--- Rows ---

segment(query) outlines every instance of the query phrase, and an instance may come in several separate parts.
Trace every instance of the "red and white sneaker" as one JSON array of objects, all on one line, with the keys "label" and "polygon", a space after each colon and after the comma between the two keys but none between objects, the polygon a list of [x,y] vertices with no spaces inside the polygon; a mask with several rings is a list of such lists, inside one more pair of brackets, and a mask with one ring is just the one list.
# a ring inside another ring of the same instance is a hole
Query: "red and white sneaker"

---
--- Rows ---

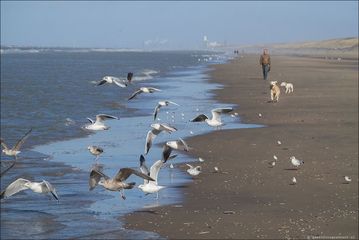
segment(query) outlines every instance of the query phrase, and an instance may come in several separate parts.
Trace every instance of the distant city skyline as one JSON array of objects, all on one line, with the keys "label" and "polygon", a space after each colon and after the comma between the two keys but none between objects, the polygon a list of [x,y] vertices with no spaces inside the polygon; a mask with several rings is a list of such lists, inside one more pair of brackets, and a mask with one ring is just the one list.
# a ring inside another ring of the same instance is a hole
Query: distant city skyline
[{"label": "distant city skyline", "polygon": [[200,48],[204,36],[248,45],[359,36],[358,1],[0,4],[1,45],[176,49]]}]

---
--- Rows ---

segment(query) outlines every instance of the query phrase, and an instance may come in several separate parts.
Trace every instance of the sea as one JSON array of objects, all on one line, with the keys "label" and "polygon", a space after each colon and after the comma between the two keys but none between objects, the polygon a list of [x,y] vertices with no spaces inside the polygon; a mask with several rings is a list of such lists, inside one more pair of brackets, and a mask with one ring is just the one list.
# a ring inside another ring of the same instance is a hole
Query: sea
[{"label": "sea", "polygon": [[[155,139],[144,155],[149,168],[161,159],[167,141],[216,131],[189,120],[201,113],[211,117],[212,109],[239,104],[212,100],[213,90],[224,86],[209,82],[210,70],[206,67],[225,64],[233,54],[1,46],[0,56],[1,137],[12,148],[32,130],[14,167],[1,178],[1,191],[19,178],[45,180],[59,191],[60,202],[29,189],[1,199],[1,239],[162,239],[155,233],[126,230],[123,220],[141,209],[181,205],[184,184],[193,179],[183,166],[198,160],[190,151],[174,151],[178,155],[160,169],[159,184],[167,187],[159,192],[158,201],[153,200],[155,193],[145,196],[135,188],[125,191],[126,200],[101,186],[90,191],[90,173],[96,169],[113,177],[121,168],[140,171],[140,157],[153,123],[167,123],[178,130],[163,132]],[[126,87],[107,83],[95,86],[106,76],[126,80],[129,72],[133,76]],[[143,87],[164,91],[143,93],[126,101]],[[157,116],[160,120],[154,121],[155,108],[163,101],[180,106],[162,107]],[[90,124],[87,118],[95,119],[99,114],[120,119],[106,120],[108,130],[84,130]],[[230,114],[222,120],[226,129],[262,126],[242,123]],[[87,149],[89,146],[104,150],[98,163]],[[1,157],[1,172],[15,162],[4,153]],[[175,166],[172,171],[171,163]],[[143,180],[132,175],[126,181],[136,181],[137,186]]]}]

---

List all lines in the data above that contain the word "each", copying them in full.

Trace every instance of the "red and white sneaker" as one JSON array of objects, all on one line, with the keys "label" and "polygon", a space after each colon and after the comma between the two keys but none between objects, the polygon a list of [x,y] vertices with no spaces inside the polygon; a mask with several rings is a list of such lists, inside one more pair of brackets, and a mask with one ring is just the one list.
Trace every instance of the distant city skyline as one JSON array of objects, all on one line, with the keys "label" and "polygon", a space after each colon and after the comma between the two keys but none between objects, the polygon a list of [x,y] vertices with no spaces inside the polygon; a mask with several rings is a list of such lists, inside one more pair of brackets, and a mask with one ring is just the one list.
Trace every instance of the sea as one JSON array of objects, all on one line, with the keys "label" and "polygon", a space after each colon and after the comma between the two keys but none between objects, the polygon a list of [x,y] vertices with no spaces inside the polygon; a mask with several rings is a list of such lists, inside one more pair of brackets, and a mask with one ring is just the one list.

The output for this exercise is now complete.